The problem: Print each record below character for character.

Input:
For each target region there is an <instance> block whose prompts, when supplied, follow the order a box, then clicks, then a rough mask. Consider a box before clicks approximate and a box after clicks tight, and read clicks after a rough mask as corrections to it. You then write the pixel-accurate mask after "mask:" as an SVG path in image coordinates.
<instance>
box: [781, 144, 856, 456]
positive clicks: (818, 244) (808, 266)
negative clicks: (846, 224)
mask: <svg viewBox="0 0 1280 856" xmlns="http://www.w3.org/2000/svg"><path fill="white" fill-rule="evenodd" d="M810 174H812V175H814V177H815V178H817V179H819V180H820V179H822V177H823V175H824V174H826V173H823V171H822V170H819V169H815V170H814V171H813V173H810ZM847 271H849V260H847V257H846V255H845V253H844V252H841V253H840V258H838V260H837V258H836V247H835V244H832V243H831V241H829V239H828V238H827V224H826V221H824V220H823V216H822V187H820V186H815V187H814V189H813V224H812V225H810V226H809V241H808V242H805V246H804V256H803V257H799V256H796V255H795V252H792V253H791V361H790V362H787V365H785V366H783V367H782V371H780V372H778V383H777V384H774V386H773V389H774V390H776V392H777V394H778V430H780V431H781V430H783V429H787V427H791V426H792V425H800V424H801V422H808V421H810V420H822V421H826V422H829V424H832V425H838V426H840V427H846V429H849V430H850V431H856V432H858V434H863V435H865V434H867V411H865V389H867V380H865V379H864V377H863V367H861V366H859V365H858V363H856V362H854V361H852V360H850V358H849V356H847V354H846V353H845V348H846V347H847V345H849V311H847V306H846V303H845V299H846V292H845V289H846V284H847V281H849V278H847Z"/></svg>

Answer box:
For each target region there is an <instance> block whose prompts, when supplied, follow the order a box, then clicks, then a rough mask. Consider a box before clicks approximate and a box after clicks tight, and read clicks after a rough mask as corrections to it. You then write the pixel-accurate mask after "mask:" as an SVG path in image coordinates.
<instance>
box: [781, 144, 856, 456]
positive clicks: (818, 244) (808, 266)
negative clicks: (846, 224)
mask: <svg viewBox="0 0 1280 856" xmlns="http://www.w3.org/2000/svg"><path fill="white" fill-rule="evenodd" d="M810 174H812V175H814V177H815V178H817V179H819V180H820V179H822V177H823V175H824V174H826V173H823V171H822V170H819V169H815V170H814V171H813V173H810ZM847 271H849V260H847V257H846V255H845V253H844V252H841V253H840V258H838V260H837V258H836V247H835V244H832V243H831V241H829V239H828V238H827V224H826V221H824V220H823V216H822V187H820V186H815V187H814V189H813V224H812V225H810V226H809V241H808V242H805V246H804V256H803V257H799V256H796V255H795V252H792V253H791V361H790V362H787V365H785V366H783V367H782V371H780V372H778V383H777V384H774V386H773V389H774V390H776V392H777V394H778V430H780V431H781V430H783V429H787V427H791V426H792V425H800V424H801V422H808V421H810V420H822V421H826V422H829V424H832V425H838V426H840V427H846V429H849V430H850V431H856V432H858V434H863V435H865V434H867V411H865V389H867V380H865V379H864V377H863V367H861V366H859V365H858V363H856V362H854V361H852V360H850V358H849V356H847V354H846V353H845V348H846V347H847V345H849V311H847V306H846V303H845V299H846V292H845V289H846V284H847V281H849V278H847Z"/></svg>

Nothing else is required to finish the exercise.